TEXT SHOWN »
BEGIN
CATHEDRAL CITY, Calif. (KGO) -- Mud was all over the kitchen counters, floor, everywhere inside the Mendiola family home in Cathedral City, near Palm Springs.
The family is still cleaning up more than a week after Tropical Storm Hilary flooded parts of their city and their home.
"It's unlivable at this point," said Ellisa Mendiola. "Just think about knee-high mud in your home."
Cathedral City was one of the hardest-hit areas and, like dozens of others, the Mendiolas had to be rescued from the flood waters. But their experience was different.
As Hilary pounded Southern California Aug. 19, water and mud gushed into the Mendiola's home.
Arcie Mendiola and her daughter, Ellisa, live in the house along with four other family members, including a two-year-old.
"We got woken up by my sister yelling for help, and a loud bang of our wall, our fireplace actually, coming crashing in," Ellisa said. "And then that's when we saw all of the mud coming into our home."
Not knowing how high the water and mud would rise, they rushed to the roof of their home.
From there, they could see the flooded streets and cars being swept away.
They called 911.
"Our dispatcher, she was really kind, but she was basically just telling us like 1, they're getting a lot of calls already, and 2, that help is on the way, that they're aware of our situation," Ellisa said. "However, they're unaware when we're going to be able to get help. You almost feel hopeless seeing the firefighters flashing their lights at us from the street behind us and having to go back because they can't get through."
To top it off, there was a gas leak. Arcie prayed on the roof.
"I'm a mess," Arcie said. "I'm calling my son Eddie, because I don't know if it's the last time I'm going to see him, just to tell him that I love him. And if anything happens to us, just know that we love him, and it's just emotional, because, like my daughter says, it's the unknown. I mean, you would never expect something like this to happen to you."
Especially not in a desert city.
But then hope arrived. Jimmy Laker was driving around in his truck with his girlfriend, Cindy Gilissen Smith.
"Earlier in the day...I went through and pulled some people out and my vehicle was able to go through some of the treacherous spots that others weren't able to go to, so I took advantage of that to be able to help people out," Laker said.
They spotted the Mendiolas on their roof.
END
TO DO »
a) List every person named in the Cathedral City flood article.
b) Continue the Cathedral City flood article from the point where it stops.

MATERIAL PROVIDED »
BEGIN
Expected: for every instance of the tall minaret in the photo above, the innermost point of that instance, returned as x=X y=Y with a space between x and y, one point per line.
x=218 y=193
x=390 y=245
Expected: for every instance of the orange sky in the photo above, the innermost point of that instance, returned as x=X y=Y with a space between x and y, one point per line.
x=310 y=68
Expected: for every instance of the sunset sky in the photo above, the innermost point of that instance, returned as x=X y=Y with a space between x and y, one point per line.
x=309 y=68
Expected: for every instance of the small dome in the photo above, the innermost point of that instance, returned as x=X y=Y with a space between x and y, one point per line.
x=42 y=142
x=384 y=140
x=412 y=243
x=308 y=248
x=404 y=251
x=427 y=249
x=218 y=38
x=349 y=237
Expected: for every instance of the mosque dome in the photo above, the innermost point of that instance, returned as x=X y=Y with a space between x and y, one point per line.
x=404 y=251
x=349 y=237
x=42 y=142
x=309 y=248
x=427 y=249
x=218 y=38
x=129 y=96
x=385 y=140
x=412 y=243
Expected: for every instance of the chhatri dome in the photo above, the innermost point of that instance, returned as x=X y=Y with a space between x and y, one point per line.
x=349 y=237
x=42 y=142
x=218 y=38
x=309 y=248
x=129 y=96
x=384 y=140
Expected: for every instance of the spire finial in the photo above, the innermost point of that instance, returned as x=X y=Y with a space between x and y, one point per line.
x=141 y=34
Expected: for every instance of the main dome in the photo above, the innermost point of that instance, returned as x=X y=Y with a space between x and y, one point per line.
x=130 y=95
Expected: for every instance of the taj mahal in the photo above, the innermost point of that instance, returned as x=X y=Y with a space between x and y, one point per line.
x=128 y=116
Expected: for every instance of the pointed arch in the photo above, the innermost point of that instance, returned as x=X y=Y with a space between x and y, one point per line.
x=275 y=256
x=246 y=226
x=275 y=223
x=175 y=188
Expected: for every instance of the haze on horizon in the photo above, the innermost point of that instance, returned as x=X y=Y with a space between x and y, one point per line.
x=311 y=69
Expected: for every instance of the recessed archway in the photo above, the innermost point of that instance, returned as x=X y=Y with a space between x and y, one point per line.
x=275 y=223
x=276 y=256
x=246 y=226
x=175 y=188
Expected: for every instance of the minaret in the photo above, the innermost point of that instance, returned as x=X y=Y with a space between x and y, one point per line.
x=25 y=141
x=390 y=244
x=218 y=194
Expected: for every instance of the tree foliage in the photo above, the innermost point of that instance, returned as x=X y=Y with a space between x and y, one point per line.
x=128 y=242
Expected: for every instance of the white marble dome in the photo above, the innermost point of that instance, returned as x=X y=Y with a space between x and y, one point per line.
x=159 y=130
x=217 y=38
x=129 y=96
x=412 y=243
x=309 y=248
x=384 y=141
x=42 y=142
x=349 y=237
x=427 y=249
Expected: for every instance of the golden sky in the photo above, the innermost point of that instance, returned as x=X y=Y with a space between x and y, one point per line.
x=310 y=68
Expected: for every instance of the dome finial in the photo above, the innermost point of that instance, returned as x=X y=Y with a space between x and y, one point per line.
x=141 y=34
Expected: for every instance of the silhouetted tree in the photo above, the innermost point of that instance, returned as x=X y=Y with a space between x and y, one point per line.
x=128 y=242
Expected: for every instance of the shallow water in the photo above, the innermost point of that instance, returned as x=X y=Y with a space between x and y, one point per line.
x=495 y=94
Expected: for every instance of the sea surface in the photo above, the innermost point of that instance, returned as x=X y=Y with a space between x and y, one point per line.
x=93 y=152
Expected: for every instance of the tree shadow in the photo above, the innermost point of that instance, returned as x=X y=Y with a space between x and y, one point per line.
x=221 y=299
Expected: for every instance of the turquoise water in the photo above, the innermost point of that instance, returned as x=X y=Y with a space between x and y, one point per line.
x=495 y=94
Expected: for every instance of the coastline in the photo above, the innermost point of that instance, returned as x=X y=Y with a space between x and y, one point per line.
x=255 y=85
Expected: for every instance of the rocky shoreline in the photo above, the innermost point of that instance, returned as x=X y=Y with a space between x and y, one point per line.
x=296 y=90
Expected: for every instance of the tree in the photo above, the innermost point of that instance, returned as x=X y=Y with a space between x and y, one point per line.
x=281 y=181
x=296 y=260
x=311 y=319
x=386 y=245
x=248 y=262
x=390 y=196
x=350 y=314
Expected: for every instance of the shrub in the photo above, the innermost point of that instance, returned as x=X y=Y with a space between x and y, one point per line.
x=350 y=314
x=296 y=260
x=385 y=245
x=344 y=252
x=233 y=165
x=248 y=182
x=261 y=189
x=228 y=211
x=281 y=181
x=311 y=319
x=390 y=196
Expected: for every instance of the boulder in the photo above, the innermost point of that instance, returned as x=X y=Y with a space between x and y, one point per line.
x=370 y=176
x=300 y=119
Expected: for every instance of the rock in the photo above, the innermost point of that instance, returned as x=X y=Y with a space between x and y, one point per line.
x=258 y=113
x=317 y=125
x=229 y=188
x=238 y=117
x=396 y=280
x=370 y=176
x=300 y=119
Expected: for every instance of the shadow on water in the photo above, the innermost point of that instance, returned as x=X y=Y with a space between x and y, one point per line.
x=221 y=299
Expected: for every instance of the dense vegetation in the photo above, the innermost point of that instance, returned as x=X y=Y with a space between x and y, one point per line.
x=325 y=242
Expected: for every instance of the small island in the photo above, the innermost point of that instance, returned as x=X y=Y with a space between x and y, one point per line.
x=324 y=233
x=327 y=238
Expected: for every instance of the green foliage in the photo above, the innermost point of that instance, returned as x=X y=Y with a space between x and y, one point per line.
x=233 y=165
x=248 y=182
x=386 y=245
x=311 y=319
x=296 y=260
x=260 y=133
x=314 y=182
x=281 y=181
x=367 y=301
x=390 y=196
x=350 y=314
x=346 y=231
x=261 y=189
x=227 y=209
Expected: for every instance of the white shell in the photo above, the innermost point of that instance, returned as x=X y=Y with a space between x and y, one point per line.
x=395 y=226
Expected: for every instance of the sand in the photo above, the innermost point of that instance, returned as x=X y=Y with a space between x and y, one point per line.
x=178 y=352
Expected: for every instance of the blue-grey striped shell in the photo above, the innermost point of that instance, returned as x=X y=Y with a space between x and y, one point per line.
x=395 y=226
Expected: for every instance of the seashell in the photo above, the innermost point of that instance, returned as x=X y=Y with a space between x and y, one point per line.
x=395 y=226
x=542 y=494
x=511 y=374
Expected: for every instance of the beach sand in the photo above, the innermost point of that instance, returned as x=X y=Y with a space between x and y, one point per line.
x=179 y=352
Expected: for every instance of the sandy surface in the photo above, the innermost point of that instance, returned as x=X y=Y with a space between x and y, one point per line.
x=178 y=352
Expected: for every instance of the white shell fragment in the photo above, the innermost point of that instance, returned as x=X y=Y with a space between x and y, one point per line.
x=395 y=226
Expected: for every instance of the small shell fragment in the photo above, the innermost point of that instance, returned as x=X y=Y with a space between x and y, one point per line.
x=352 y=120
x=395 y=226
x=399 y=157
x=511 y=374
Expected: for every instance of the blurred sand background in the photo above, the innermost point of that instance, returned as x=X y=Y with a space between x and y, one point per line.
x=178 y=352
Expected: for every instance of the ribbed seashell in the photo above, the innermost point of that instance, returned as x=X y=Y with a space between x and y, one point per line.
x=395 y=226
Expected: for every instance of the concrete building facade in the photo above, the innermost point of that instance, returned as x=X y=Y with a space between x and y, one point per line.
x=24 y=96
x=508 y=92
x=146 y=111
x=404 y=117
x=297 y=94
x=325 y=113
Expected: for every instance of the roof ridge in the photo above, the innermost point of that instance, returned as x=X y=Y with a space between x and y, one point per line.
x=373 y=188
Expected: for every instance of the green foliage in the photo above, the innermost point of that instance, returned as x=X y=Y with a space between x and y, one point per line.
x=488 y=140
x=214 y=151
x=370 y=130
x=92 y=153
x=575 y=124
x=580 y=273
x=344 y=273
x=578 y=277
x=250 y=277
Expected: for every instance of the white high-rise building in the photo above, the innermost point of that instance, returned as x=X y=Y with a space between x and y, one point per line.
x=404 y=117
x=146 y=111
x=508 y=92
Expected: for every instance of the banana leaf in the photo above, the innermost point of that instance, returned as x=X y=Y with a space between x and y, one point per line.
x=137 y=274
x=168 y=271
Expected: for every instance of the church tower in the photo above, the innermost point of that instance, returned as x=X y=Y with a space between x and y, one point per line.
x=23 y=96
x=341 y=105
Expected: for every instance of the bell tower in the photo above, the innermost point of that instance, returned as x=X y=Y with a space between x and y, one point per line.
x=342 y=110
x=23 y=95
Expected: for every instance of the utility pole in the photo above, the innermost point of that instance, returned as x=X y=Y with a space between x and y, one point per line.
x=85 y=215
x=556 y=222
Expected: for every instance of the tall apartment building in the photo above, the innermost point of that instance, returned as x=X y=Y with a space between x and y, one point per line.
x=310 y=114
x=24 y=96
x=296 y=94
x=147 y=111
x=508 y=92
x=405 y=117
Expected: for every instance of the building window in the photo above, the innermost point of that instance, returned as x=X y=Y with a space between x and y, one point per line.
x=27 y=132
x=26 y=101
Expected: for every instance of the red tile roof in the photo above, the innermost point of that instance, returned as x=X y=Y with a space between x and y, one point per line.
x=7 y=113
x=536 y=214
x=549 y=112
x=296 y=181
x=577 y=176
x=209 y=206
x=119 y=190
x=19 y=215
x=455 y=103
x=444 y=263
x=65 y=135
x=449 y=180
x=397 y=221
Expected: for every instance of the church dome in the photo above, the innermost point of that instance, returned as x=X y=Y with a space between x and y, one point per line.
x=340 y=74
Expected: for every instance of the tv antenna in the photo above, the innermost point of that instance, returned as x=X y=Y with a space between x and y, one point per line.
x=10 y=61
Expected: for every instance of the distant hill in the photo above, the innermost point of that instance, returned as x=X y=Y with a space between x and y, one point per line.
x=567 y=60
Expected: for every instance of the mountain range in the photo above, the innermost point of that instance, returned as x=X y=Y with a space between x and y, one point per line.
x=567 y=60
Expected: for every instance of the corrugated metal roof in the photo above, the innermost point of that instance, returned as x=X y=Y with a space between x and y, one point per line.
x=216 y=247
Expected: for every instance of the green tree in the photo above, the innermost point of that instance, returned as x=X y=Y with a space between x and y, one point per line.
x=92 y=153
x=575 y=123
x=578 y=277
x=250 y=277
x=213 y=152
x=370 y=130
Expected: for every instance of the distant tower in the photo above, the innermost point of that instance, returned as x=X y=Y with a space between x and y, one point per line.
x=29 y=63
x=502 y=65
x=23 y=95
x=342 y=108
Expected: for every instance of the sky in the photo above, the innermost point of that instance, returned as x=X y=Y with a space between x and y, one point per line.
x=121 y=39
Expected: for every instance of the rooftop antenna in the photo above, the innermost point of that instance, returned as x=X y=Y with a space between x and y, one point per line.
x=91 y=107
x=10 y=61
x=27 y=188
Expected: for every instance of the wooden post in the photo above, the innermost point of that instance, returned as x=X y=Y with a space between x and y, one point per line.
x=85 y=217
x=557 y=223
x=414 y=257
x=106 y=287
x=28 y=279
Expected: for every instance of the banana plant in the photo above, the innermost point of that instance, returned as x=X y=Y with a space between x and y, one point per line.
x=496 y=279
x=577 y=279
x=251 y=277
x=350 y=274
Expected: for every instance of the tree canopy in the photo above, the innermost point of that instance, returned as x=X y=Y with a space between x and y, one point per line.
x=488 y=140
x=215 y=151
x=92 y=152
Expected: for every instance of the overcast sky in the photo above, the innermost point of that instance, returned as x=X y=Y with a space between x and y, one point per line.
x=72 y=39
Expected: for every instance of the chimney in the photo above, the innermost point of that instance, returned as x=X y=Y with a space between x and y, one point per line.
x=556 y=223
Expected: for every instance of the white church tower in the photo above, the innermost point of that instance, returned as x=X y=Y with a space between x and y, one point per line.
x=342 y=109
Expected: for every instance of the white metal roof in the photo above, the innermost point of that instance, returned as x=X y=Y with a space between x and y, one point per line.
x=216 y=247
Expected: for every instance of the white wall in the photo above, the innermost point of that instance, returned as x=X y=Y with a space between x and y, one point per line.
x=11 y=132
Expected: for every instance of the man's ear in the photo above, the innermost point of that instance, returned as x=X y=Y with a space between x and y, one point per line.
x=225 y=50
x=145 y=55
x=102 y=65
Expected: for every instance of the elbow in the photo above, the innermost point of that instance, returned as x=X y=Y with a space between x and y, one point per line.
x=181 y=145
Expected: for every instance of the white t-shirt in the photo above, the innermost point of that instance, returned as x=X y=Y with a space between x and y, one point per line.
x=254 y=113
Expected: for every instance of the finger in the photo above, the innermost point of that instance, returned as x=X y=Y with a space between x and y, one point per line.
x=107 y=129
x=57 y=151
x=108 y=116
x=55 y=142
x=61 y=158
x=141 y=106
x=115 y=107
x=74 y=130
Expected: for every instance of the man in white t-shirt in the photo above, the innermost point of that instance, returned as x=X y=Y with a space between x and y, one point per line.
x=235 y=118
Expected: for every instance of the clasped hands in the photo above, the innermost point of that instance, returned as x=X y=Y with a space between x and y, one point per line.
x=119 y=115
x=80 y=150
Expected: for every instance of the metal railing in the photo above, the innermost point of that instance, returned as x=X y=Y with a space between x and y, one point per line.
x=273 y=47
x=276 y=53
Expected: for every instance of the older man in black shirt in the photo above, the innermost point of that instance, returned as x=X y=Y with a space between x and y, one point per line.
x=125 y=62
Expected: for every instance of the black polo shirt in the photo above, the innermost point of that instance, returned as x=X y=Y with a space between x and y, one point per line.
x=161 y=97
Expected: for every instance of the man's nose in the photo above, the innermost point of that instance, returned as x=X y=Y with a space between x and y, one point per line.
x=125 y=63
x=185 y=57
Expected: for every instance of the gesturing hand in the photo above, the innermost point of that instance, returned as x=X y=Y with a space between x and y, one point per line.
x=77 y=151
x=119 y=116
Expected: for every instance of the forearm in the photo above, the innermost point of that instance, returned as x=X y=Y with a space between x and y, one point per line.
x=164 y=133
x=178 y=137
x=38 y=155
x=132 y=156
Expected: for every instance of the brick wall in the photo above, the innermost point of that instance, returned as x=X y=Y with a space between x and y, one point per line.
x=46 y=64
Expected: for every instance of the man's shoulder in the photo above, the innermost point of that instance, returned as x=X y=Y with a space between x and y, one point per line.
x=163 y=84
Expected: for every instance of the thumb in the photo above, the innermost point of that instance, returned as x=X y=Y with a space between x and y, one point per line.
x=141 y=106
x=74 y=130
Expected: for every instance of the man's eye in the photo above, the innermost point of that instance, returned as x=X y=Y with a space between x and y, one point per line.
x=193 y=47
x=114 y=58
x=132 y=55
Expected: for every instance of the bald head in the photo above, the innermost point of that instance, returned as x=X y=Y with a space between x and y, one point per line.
END
ANSWERS TO THE PROBLEMS »
a) Ellisa Mendiola, Arcie Mendiola, Eddie, Jimmy Laker, Cindy Gilissen Smith

b)
"That's when reality just kind of hit us," he said. "And we're like, 'Wow, there's like people were hollering for help from both sides.' I think they seen my vehicle. They seen other people attempting, and other people weren't making it down there, so it seemed kind of like a dry hope for them."
The couple helped an elderly woman next door covered in mud escape and get medical attention.
Then, they came back for the Mendiolas, helping them come down from the roof and into Laker's truck.
For Arcie, Laker is a hero.
"Our angel, I mean, God knew we went through a crisis, and he answered. And yeah, I don't know. If it wasn't for Jimmy, I don't know how long we would have been on that roof."
Fourteen elderly people living a few doors down in a board and care facility wouldn't be rescued until many hours later. In all, Cathedral City officials said fire crews rescued more than 60 people affected by the four to five feet of mudwalls.
"I couldn't leave a family sitting like that," Laker said. "I couldn't leave anybody sitting like that, whether they were old, babies. If I didn't know them, if they were troubled people, I wouldn't care. They're human beings, just as I am, and I wouldn't want to be just left stranded. I felt I had the ability to help and that I needed to do it."
Laker said the mud was so thick he couldn't keep helping others. He has a lifted truck and that truck got some damage. But he said that didn't matter. He really wanted to help.
The Mendiolas said their home is now unlivable and they are still cleaning up with the help of their family, friends and community.
The family has an online fund to help them since they lost so much.